**Task to carry out**
Rewrite the records below with every "tropical foliage" swapped for "palm fronds" and nothing else altered, omitting the pictures.

** Start of Source data **

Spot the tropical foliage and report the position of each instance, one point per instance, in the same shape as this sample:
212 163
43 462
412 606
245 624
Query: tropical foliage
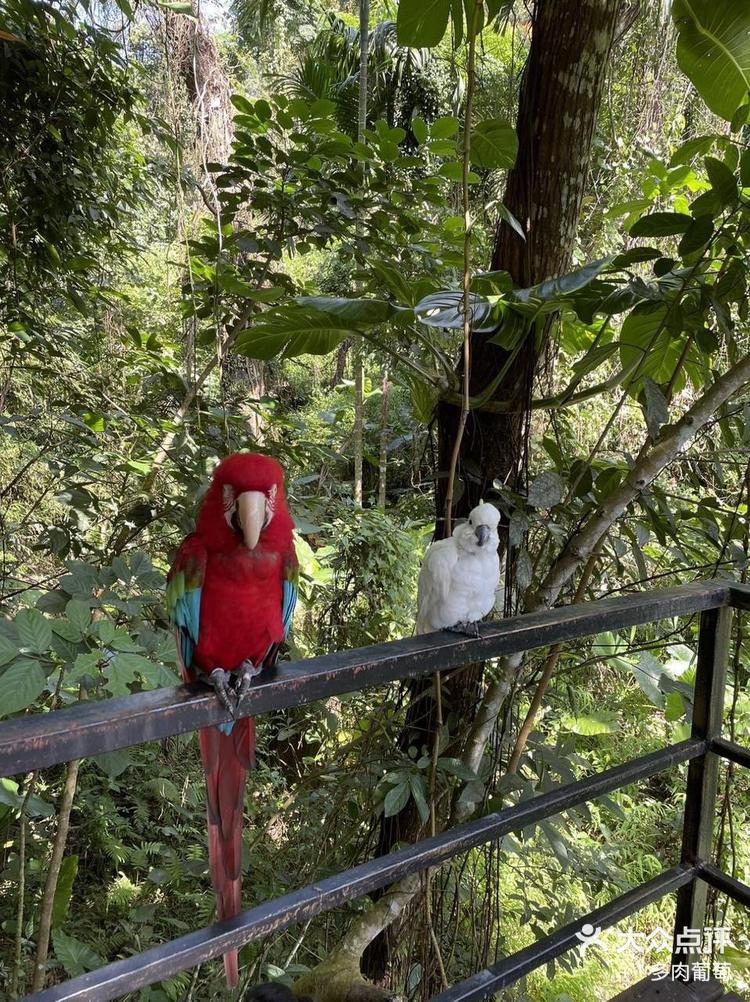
162 304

** End of Source data **

**Task response**
Spot the palm fronds and report the position of each instance, one point per instance, in the same shape as this sample:
212 163
43 462
412 606
245 624
Query: palm fronds
162 304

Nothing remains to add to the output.